Rewrite the rows between the lines holding "Target = person in white top" and "[(446, 395), (279, 406)]", inclusive, and raise every x and y coordinate in their answers by 108. Keep the other lines in that range unchanged.

- _Point labeling examples_:
========================================================================

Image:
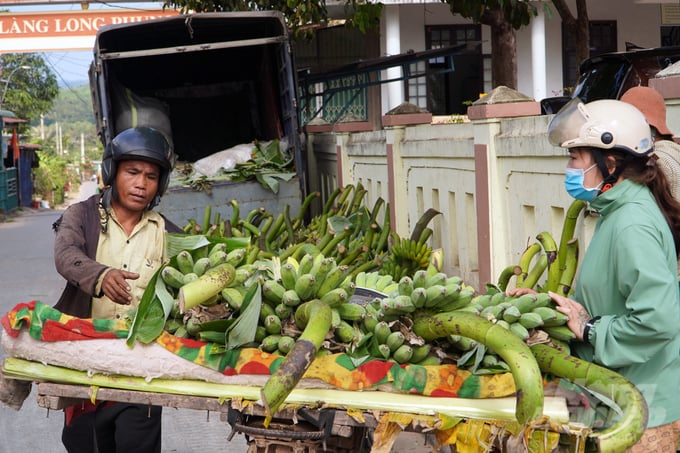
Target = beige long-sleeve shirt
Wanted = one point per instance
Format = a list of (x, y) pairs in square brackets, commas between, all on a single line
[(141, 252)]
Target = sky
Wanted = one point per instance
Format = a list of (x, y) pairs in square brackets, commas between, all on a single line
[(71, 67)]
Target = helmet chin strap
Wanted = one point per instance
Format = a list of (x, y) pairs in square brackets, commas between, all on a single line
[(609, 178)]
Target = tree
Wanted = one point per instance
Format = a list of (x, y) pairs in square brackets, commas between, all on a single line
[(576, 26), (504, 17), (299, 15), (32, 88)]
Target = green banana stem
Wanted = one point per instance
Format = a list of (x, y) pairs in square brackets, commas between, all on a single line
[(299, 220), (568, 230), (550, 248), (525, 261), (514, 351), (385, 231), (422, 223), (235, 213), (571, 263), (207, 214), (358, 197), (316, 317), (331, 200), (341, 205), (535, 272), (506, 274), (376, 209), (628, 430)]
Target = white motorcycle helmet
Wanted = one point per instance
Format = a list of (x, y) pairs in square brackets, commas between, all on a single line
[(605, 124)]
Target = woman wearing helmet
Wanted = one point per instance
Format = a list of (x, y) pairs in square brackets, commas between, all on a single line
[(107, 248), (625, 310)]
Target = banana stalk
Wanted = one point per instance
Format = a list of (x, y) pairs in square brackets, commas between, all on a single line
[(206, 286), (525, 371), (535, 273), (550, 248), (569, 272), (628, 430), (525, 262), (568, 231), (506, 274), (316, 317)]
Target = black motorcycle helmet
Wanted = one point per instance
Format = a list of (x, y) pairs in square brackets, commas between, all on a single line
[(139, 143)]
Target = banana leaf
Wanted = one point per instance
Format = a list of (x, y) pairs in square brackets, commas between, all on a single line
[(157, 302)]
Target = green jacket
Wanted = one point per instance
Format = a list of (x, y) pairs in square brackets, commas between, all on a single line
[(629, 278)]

========================================================================

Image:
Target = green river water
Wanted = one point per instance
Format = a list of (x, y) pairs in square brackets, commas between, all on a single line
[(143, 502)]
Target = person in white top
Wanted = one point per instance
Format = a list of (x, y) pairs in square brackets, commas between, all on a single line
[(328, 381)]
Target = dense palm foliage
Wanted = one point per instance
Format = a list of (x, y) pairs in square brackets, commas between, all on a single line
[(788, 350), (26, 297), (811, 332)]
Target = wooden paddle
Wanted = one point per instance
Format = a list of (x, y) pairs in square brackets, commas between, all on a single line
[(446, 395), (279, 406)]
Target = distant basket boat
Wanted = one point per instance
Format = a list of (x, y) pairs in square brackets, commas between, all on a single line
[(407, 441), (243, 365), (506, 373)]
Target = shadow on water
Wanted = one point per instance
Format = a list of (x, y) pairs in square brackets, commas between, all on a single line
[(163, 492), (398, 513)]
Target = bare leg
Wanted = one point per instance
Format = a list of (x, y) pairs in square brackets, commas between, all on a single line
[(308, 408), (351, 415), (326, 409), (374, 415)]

========================================================================

- _THE REPLY_:
Target = person in white top
Wanted = one point per instance
Format = a list of (x, y) pairs in square brackets, commas between, all on a single line
[(436, 489)]
Target = dense palm foliage
Wanted = one point per instance
Format = a list of (x, y) pairs in square brackets, commas between, all on a single line
[(896, 458), (134, 405), (919, 440)]
Target = wooden paddle
Wanted = one point per instance
Format = a list of (x, y) pairs in square brackets, commas between, all on a single line
[(554, 503), (387, 514)]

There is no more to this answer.